*** Given data ***

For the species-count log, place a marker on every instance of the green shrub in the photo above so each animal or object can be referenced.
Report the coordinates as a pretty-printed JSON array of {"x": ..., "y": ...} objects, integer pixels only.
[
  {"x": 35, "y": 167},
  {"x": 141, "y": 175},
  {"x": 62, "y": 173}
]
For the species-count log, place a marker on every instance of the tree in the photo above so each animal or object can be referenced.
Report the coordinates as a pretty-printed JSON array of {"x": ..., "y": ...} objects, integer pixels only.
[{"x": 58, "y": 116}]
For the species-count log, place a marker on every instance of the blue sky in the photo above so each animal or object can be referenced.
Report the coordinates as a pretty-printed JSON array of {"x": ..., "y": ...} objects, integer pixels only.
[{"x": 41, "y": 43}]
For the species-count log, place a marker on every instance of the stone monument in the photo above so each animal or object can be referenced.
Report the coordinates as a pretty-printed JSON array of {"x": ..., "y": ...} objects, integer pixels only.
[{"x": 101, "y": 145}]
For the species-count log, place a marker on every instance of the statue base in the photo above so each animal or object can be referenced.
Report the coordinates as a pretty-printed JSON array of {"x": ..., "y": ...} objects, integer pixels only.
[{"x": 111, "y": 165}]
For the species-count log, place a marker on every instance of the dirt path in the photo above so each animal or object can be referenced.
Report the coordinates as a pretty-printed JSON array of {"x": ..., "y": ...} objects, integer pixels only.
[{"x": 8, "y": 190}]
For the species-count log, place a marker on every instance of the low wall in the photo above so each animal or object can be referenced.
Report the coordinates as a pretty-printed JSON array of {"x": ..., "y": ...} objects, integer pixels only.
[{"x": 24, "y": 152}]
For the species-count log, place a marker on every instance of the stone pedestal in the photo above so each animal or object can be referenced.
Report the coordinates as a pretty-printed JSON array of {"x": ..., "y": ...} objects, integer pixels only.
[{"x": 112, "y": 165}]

*** End of Given data ***

Exercise instructions: Restate each of the records exactly, leaving nothing out.

Response for this exercise:
For the species-count log, place a marker on every instance of the green shrub in the photo above so each animal or object can be referenced.
Report the coordinates as a pretty-printed JSON array of {"x": ..., "y": ...} objects, integer pixels only.
[
  {"x": 35, "y": 167},
  {"x": 141, "y": 175},
  {"x": 62, "y": 173}
]
For the species-count log, place a marker on every instance of the tree in the photo above so each animal or object can be referenced.
Report the coordinates as a pretty-printed JSON array of {"x": ..., "y": ...} objects, integer pixels only.
[{"x": 58, "y": 116}]
For the species-count log, place a marker on every instance of the blue sky in the photo above so each animal or object can be referenced.
Report the coordinates as a pretty-printed JSON array of {"x": ..., "y": ...} objects, integer pixels only.
[{"x": 41, "y": 43}]
For the species-count log, place a marker on every instance of the stone monument in the photo above so each animal or object can be referenced.
Report the coordinates as a pretty-printed JSON array of {"x": ..., "y": ...} objects, integer pixels only.
[{"x": 101, "y": 145}]
For the species-count log, place a marker on every instance of the statue base in the photo above so each animal or object can be referenced.
Report the coordinates as a pretty-printed JSON array of {"x": ..., "y": ...} objects, integer pixels only.
[{"x": 111, "y": 165}]
For the species-count log, place a marker on every instance of the dirt path in the photo above so each animal or object can be referenced.
Report the coordinates as a pretty-printed JSON array of {"x": ..., "y": ...} objects, integer pixels only.
[{"x": 8, "y": 190}]
For the species-count log, place a marker on every instance of the low wall in the photo above so each animal or object can be referenced.
Report the coordinates as a pretty-printed JSON array of {"x": ..., "y": ...} objects, integer pixels only.
[{"x": 24, "y": 152}]
For the species-count log, place a marker on every instance of the stone pedestal in the photo above so each animal or object can be referenced.
Report the coordinates as a pretty-printed JSON array of {"x": ..., "y": ...} objects, integer pixels only.
[{"x": 112, "y": 165}]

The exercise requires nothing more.